■ Quoted text ■
----------
Maybe you’ve heard of Franck Goddio. He is a submarine archaeologist, born in Morocco but of French nationality, who a couple of decades ago discovered the location of the Egyptian city of Heracleion under sea and has also directed some important excavations around Alexandria. But, above all, he has become famous for his work on wrecks, of which he has rescued the Napoleonic ship Orient, two indianmen, several junks and the one we are interested in here, the Spanish galleon San Diego.
Goddio used the study that the historian Patrick Lizé, specialized in submarine archaeology and naval subjects, had carried out on the battle that San Diego fought in year 1600 against 4 Dutch ships, the Eendracht, the Hendrik Frederik, the Aro and the biggest one, the Mauritius, that tried to seize Manila. It was a detailed job that Lizé carried out in the General Archive of the Indies, as well as others in the Netherlands, finding plenty of documentation on that episode.
Among the information he gathered was the inventory of the San Diego on board (weapons, supplies…), as well as the memories of the events written by two priests of the Philippine capital and something truly interesting, the testimony of twenty-two survivors from the galleon, which ended up sinking with most of its crew. All this prompted Goddio to look for the exact location of the shipwreck, with funding from the Elf Foundation, and the collaboration of the National Museum of the Philippines and the National Museum of Artistic Arts in Paris. He chartered a catamaran named Kaimiloa and began exploring the area where the remains of San Diego were supposed to be.

He succeeded. On April 21, 1991, he found the wreck about 900 meters northwest of Fortune Island, a small, 27-hectare island area belonging to Batangas Province, on the outer reaches of Manila Bay, now privately owned and home to a vacation resort. The ship was 52 meters deep in a marine environment where the remains of other shipwrecks also rest, some as recent as the ferries sunk in 1995 and 1998 by fire and a typhoon, respectively.
The ship was in acceptable condition because, over the years, the sand at the bottom covered it, forming a natural protective layer. In fact, it appeared to be a simple promontory and only one detail could attract the attention of divers and reveal the secret that was hidden: a cannon with the inscription Philippe II. That revealed that the measures of that hill, 25 meters long by 8 meters wide and 3 meters high, suspiciously matched those of a 17th century ship.
And that’s what it was all about, in effect. The San Diego was a galleon about 35 meters long, 4 decks and a 700 ton archeon built in 1590 at the Cebu shipyard. Originally called San Antonio it was intended for commercial navigation but at the end of October 1600 it was taken to the port of Cavite by orders of the deputy governor general of the Philippines, Antonio de Morga Sánchez Garay, to be converted into a warship. From the Viceroyalty of Peru had come news that a Dutch squadron was heading towards the archipelago with a plan to take it from the Spanish Crown, which in 1600 embodied Philip III.
----------
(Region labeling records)
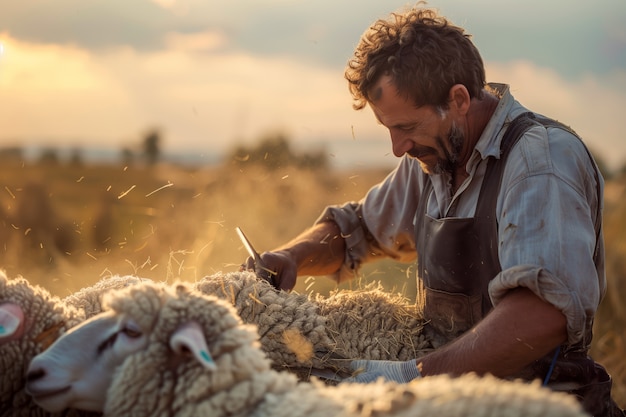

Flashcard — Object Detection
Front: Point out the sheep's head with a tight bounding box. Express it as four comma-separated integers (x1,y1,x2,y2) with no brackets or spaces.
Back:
0,271,83,410
27,283,269,411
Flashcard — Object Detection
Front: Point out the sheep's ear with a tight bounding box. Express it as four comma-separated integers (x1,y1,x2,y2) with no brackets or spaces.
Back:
170,321,217,371
0,303,24,341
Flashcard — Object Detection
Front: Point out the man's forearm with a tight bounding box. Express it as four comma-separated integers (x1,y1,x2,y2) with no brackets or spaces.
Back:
277,221,345,275
418,288,567,377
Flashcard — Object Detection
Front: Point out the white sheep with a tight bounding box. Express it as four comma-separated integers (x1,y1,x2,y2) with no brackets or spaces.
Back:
0,270,139,417
195,272,434,380
27,283,586,417
63,275,148,318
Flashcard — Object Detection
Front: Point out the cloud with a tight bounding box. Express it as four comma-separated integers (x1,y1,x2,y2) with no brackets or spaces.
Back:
487,61,626,168
0,23,626,171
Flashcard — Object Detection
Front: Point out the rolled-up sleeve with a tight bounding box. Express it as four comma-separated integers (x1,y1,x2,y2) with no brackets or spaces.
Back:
489,125,606,344
316,158,420,282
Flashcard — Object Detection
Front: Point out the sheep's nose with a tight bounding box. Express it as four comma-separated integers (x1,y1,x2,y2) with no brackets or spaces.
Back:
26,367,46,382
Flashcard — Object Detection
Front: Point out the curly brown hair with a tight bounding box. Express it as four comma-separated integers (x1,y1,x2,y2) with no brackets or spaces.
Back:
345,2,485,110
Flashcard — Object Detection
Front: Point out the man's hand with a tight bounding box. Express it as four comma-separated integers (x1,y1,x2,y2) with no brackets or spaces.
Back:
344,359,422,384
240,251,298,291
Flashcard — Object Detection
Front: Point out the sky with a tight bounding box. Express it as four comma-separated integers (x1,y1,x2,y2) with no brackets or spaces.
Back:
0,0,626,169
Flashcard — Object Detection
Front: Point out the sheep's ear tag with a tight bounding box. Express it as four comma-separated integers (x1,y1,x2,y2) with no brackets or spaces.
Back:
170,321,217,371
0,303,24,340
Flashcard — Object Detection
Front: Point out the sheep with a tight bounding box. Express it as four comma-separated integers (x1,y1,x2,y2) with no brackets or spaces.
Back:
194,272,441,383
0,270,140,417
62,275,147,318
0,271,94,417
27,282,587,417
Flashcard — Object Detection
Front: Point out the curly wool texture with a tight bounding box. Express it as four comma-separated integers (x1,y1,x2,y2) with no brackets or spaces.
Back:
194,272,335,367
98,283,586,417
63,275,147,318
0,271,97,417
315,283,442,361
195,272,433,372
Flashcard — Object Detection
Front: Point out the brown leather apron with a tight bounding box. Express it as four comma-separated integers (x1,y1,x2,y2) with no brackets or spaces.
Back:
416,113,622,416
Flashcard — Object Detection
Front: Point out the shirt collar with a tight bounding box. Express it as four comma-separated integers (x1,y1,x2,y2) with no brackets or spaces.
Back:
472,83,515,159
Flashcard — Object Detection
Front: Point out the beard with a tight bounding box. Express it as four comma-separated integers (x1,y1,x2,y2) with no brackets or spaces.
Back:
408,122,465,175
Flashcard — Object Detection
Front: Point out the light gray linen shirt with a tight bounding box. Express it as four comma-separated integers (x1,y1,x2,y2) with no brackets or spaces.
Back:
316,83,606,344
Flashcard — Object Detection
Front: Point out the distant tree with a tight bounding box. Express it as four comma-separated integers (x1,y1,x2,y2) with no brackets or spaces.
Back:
228,132,328,170
0,146,24,161
143,129,161,165
39,148,59,165
69,148,83,166
121,147,135,166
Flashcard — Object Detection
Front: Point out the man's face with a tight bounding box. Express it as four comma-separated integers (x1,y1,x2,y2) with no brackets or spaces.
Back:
370,75,465,174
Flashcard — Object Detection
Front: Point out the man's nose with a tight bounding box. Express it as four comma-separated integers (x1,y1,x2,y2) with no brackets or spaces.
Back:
390,132,413,158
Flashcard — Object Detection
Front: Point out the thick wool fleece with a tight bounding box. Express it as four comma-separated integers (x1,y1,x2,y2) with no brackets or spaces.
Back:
63,275,147,318
0,271,97,417
315,283,442,361
97,283,586,417
195,272,335,368
195,272,434,372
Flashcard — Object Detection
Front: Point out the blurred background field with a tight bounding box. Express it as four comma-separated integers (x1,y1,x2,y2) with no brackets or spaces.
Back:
0,141,626,407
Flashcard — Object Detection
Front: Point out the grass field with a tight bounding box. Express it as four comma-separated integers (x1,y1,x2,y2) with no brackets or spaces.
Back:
0,161,626,407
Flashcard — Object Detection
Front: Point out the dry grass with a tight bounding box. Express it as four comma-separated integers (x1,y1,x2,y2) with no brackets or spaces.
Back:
0,162,626,406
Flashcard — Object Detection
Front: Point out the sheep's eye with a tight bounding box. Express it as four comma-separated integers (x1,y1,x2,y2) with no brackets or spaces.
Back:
122,325,141,339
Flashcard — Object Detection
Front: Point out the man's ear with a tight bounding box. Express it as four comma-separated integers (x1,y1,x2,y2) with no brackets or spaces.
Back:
448,84,471,116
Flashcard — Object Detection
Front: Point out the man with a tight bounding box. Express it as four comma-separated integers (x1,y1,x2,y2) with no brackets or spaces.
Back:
241,5,622,416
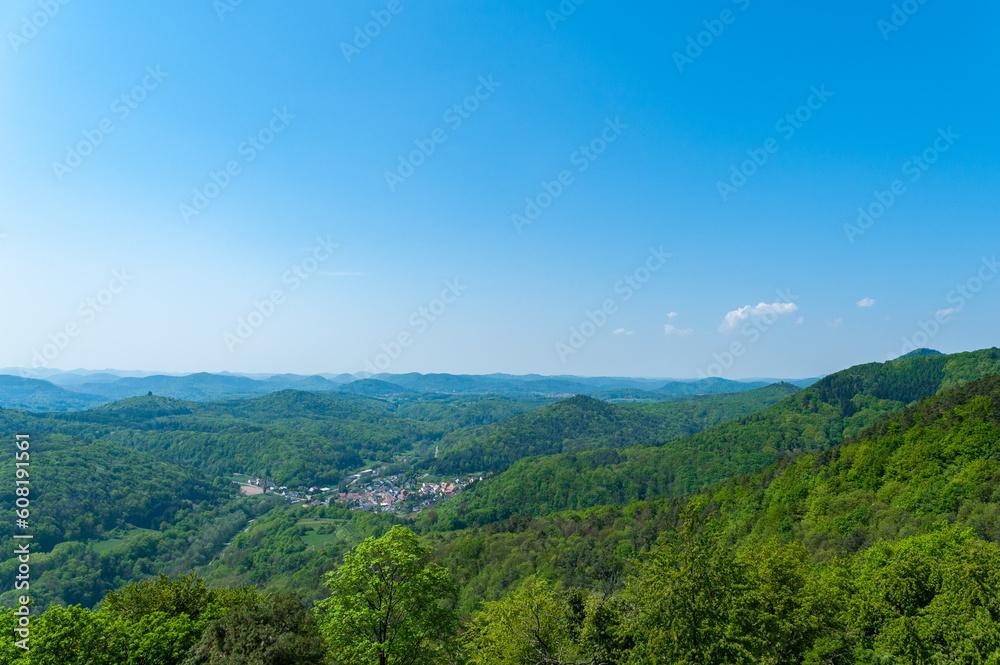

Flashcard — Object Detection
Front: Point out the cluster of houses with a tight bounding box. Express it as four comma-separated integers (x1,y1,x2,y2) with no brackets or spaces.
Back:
233,473,334,506
233,469,482,513
336,470,476,513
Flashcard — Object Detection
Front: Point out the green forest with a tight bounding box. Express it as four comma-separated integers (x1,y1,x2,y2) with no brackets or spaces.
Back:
0,349,1000,665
----------
■ Problems to solve ■
1: According to the San Diego article, on what date did Goddio find the wreck?
2: Pick up the San Diego article at the point where it stops and carry it on.
These rows have nothing to do with the San Diego article.

■ Per-task outputs ■
1: April 21, 1991.

2:
At that time the Republic of the United Provinces, which had achieved de facto independence in 1588 (officially Spain did not recognize it until 1648 by the Peace of Westphalia, although the signing of the Twelve Years Truce in 1609 implicitly recognized it), was entering its so-called Golden Age, a period of commercial and military flourishing that transformed it into a potency. And, as such, it embarked on a world expansion trying to obtain colonies in America and Asia. In that sense, the Philippines was a more than appetizing mouthful for the rich trade they had with China and Japan.
The fruit of this Spanish economic activity in the Pacific and Indian Ocean was reflected in the goods sent to Spain by the so-called Manila Galleon, who used the tornaviaje (literally Return Journey, a transoceanic route, which took advantage of favourable winds and currents, discovered by Andrés de Urdaneta) to link the Philippine capital with the port of Acapulco and from there crossed by land the Viceroyalty of New Spain to Veracruz; the cargo was then loaded onto another ship to cross the Atlantic. The San Antonio was one of those galleons that made the first stretch, specialized in the exchange of Mexican silver for Chinese crafts.
As we said, it had to abandon that task to join the defense against the Dutch. While fortifying Manila and the surrounding area, Antonio de Morga had to settle for a fleet of only two ships, the San Diego and the San Bartolomé patache, although supported by another small ship of 50 tons, the San Jacinto, a couple of galleys that were being finished in a hurry in the shipyards and several ships with indigenous auxiliary troops. They set sail on December 12, 1600 in search of the enemy, who knew he was near because he had been stocking up in Luzon pretending to be French.

They didn’t need to go very far; they found it on morning the 14th, about 50 kilometers southwest, amidst difficult weather conditions. They were the Mauritius, the Dutch flagship, and the Eendracht, although Eendracht’s men moved to the previous one before ordering it to flee, because it was quite small for a naval battle,. At first, the Mauritius also seemed an easy prey for a galleon that doubled its size, was armed with 14 guns and carried on board four hundred men, more than the entire adversary fleet put together. Unfortunately for San Diego, this enormous equipment was counterproductive: it did not have enough ballast to ensure its stability and the weight, combined with the waves and strong wind, constituted an unsuspected threat.
In addition, the artillery pieces it carried came from the fortress of Manila, so its size was larger than normal and it had been necessary to enlarge the portholes, finding that they could not be opened in those conditions because too much water entered. Morga, who in spite of his inexperience at sea personally commanded the ship, chose then to take advantage of its size to attack the Mauritius. He succeeded and approached it, assaulting it with troops without the pikes their defenders holded being of any use.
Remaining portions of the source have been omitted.